BEGIN INPUT MATERIAL

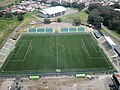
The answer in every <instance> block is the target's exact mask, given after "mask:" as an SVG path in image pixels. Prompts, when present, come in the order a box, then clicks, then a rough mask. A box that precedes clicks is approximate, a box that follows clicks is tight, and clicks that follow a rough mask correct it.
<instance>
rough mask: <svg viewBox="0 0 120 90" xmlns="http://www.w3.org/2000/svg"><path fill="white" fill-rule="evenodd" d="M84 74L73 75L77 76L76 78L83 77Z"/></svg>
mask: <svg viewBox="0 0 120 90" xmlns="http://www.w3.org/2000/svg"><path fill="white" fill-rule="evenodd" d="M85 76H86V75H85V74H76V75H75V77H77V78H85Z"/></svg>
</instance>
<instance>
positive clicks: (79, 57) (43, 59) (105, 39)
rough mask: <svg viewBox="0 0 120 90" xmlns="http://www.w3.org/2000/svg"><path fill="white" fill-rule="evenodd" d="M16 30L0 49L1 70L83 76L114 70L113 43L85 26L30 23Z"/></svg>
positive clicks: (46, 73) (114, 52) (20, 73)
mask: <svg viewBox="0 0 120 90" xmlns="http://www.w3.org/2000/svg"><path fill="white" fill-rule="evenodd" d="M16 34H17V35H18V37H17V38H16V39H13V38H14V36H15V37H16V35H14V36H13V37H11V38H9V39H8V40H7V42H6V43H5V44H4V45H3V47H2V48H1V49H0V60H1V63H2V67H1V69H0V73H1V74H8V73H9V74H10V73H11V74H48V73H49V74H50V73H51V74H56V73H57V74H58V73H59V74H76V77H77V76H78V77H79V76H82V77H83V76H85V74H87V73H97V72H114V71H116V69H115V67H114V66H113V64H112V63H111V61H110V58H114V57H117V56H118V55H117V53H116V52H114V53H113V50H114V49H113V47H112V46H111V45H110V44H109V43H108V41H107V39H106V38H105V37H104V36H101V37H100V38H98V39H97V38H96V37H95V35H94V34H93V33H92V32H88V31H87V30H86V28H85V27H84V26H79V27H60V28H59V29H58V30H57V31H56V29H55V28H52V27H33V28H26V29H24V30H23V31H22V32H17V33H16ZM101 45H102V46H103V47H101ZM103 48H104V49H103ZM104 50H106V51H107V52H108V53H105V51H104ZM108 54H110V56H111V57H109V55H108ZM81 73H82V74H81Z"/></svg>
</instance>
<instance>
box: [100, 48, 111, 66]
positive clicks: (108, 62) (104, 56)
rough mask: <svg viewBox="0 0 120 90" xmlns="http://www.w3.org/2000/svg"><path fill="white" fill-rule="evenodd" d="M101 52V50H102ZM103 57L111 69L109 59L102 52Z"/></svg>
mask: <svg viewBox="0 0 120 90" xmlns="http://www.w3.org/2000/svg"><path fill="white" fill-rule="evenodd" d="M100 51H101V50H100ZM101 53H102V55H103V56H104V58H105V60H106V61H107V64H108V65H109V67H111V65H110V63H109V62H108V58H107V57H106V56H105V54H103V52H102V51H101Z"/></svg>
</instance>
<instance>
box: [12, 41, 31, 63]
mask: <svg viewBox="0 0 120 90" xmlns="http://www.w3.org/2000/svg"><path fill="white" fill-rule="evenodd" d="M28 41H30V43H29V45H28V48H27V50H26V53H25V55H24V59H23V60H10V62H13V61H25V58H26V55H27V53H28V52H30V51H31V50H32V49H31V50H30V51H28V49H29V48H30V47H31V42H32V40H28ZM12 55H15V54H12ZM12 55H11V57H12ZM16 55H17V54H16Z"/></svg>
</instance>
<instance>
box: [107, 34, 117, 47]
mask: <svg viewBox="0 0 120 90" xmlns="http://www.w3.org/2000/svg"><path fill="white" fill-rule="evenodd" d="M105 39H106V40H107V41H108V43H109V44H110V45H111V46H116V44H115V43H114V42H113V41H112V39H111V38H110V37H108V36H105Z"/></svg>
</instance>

END INPUT MATERIAL

Restate the records above word for word. Skip every picture.

**EXERCISE SOLUTION**.
The answer in every <instance> block is the target's exact mask, given after "mask:" as an SVG path in image pixels. Prompts, when present, come in the order a box, then clicks, then a rough mask. A box that precedes clicks is approximate, a box that follows clicks is tight, and clicks that follow a rough mask correct it.
<instance>
rough mask: <svg viewBox="0 0 120 90" xmlns="http://www.w3.org/2000/svg"><path fill="white" fill-rule="evenodd" d="M84 74L73 75L77 76L76 78L83 77Z"/></svg>
mask: <svg viewBox="0 0 120 90" xmlns="http://www.w3.org/2000/svg"><path fill="white" fill-rule="evenodd" d="M85 76H86V75H85V74H76V75H75V77H77V78H85Z"/></svg>
</instance>
<instance>
positive clicks: (79, 57) (43, 59) (105, 39)
rough mask: <svg viewBox="0 0 120 90" xmlns="http://www.w3.org/2000/svg"><path fill="white" fill-rule="evenodd" d="M16 30L0 49L1 70L83 76L114 70L113 43L85 26L30 23Z"/></svg>
positive clicks: (46, 73) (114, 52) (20, 73)
mask: <svg viewBox="0 0 120 90" xmlns="http://www.w3.org/2000/svg"><path fill="white" fill-rule="evenodd" d="M16 34H17V35H18V37H17V38H16V39H13V38H14V36H15V37H16V35H14V36H13V37H11V38H9V39H8V40H7V42H6V43H5V44H4V45H3V47H2V48H1V49H0V60H1V63H2V67H1V69H0V73H1V74H8V73H9V74H10V73H11V74H48V73H49V74H50V73H51V74H56V73H57V74H58V73H59V74H76V77H77V76H78V77H79V76H82V77H83V76H85V74H87V73H97V72H114V71H116V69H115V67H114V66H113V64H112V63H111V61H110V58H114V57H117V56H118V55H117V53H116V52H114V53H113V50H114V49H113V47H112V46H111V45H110V44H109V43H108V41H107V39H106V38H105V37H104V36H101V37H100V38H98V39H97V38H96V37H95V35H94V34H93V33H92V32H88V31H87V30H86V28H85V27H84V26H79V27H60V28H59V29H58V30H57V31H56V29H55V28H52V27H33V28H26V29H24V30H23V31H22V32H17V33H16ZM101 45H102V46H103V47H101ZM103 48H104V49H103ZM104 50H106V51H107V52H108V53H105V51H104ZM108 54H110V56H111V57H109V55H108ZM81 73H82V74H81Z"/></svg>
</instance>
<instance>
box: [100, 48, 111, 66]
positive clicks: (108, 62) (104, 56)
rough mask: <svg viewBox="0 0 120 90" xmlns="http://www.w3.org/2000/svg"><path fill="white" fill-rule="evenodd" d="M101 52V50H102ZM103 57L111 69L109 59L102 52Z"/></svg>
mask: <svg viewBox="0 0 120 90" xmlns="http://www.w3.org/2000/svg"><path fill="white" fill-rule="evenodd" d="M100 51H101V50H100ZM101 53H102V55H103V56H104V58H105V60H106V61H107V64H108V65H109V67H111V65H110V63H109V62H108V58H107V57H106V56H105V54H103V52H102V51H101Z"/></svg>
</instance>
<instance>
box: [12, 41, 31, 63]
mask: <svg viewBox="0 0 120 90" xmlns="http://www.w3.org/2000/svg"><path fill="white" fill-rule="evenodd" d="M28 41H30V43H29V45H28V48H27V50H26V53H25V55H24V59H23V60H10V62H13V61H25V58H26V55H27V53H28V52H30V51H31V50H32V49H31V50H30V51H28V49H29V48H30V47H31V42H32V40H28ZM12 55H15V54H12ZM12 55H11V57H12ZM16 55H17V54H16Z"/></svg>
</instance>
<instance>
box: [107, 34, 117, 47]
mask: <svg viewBox="0 0 120 90" xmlns="http://www.w3.org/2000/svg"><path fill="white" fill-rule="evenodd" d="M105 39H106V40H107V41H108V43H109V44H110V45H111V46H116V44H115V43H114V42H113V41H112V39H111V38H110V37H108V36H105Z"/></svg>
</instance>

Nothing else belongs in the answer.